* start *
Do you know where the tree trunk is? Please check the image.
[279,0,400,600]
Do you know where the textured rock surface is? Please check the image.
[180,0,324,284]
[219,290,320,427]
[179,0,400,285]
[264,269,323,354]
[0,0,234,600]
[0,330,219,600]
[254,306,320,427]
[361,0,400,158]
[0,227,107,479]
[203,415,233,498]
* end *
**The request:**
Shift every bounding-box coordinate in the rows above by adding 138 to each number, and write out all the rows again, requests included.

**Answer to the exercise:**
Do you know where the tree trunk is? Please check the image.
[417,138,538,738]
Do you know where the textured rock surface is? Please check the image.
[318,138,462,422]
[357,428,458,565]
[317,138,538,423]
[402,407,461,492]
[138,138,372,738]
[138,468,357,738]
[392,444,458,565]
[499,138,538,296]
[138,365,245,617]
[341,553,371,636]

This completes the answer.